● DIRECTIONS
Copy the records below, changing "positive clicks" to "foreground clicks" everywhere it occurs and leaving everything else as it is.

= Beginning of Section =

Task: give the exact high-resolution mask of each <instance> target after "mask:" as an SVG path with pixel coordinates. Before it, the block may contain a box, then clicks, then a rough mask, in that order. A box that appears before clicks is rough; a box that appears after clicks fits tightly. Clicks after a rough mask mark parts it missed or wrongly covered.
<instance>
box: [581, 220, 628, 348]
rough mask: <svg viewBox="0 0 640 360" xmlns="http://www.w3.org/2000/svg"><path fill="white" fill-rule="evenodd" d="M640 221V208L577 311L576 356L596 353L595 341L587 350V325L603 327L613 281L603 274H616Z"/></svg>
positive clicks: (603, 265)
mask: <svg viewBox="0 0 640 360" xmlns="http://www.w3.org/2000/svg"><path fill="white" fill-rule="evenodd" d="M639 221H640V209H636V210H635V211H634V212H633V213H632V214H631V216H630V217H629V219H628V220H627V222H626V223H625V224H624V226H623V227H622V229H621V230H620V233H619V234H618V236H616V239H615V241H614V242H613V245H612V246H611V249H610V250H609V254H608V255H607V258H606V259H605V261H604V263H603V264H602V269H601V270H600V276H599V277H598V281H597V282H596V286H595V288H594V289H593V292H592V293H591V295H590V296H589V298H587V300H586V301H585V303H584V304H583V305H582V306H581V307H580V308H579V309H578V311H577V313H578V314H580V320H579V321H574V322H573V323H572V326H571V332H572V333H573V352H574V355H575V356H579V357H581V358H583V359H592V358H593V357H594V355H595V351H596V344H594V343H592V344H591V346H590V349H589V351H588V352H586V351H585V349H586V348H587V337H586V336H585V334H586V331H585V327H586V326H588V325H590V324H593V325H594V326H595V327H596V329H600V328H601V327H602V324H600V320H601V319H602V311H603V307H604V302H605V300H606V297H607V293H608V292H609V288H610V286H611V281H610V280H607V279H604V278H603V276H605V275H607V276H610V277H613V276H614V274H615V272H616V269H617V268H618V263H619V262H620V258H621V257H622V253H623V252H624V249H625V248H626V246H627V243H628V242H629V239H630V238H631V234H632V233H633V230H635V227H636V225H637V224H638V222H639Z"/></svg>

= End of Section =

● RESPONSE TO THE EXERCISE
Task: give the exact high-resolution mask of each <instance> target after "mask:" as an SVG path with pixel coordinates. Before it, the block may contain a box, then clicks, then a rough mask, in that order. A box that appears before clicks is rough; a box that appears after clicks fits tightly. Clicks after a rough mask mark parts it missed or wrongly covered.
<instance>
box: [581, 220, 628, 348]
rough mask: <svg viewBox="0 0 640 360" xmlns="http://www.w3.org/2000/svg"><path fill="white" fill-rule="evenodd" d="M640 221V208L577 311L576 356L596 353L595 341L587 350V325L603 327L613 281L603 274H616Z"/></svg>
foreground clicks: (603, 265)
mask: <svg viewBox="0 0 640 360" xmlns="http://www.w3.org/2000/svg"><path fill="white" fill-rule="evenodd" d="M639 221H640V209H636V210H635V211H634V212H633V213H632V214H631V216H630V217H629V219H628V220H627V222H626V223H625V224H624V226H623V227H622V229H621V230H620V233H619V234H618V236H616V239H615V241H614V242H613V245H612V246H611V249H610V250H609V254H608V255H607V258H606V259H605V261H604V263H603V264H602V269H601V270H600V276H599V277H598V281H597V282H596V286H595V288H594V289H593V292H592V293H591V295H590V296H589V298H587V300H586V301H585V303H584V304H583V305H582V306H581V307H580V308H579V309H578V311H577V313H578V314H580V320H579V321H574V322H573V323H572V326H571V332H572V333H573V352H574V355H575V356H579V357H581V358H583V359H592V358H593V357H594V355H595V351H596V344H594V343H592V344H591V346H590V349H589V351H588V352H586V351H585V349H586V348H587V337H586V336H585V334H586V331H585V327H586V326H588V325H590V324H593V325H594V326H595V327H596V329H600V328H601V327H602V324H600V320H601V319H602V311H603V307H604V302H605V300H606V297H607V293H608V292H609V288H610V286H611V281H610V280H607V279H604V278H603V276H605V275H607V276H610V277H613V276H614V274H615V272H616V269H617V268H618V263H619V262H620V258H621V257H622V253H623V252H624V249H625V248H626V246H627V243H628V242H629V239H630V238H631V234H632V233H633V230H635V227H636V225H637V224H638V222H639Z"/></svg>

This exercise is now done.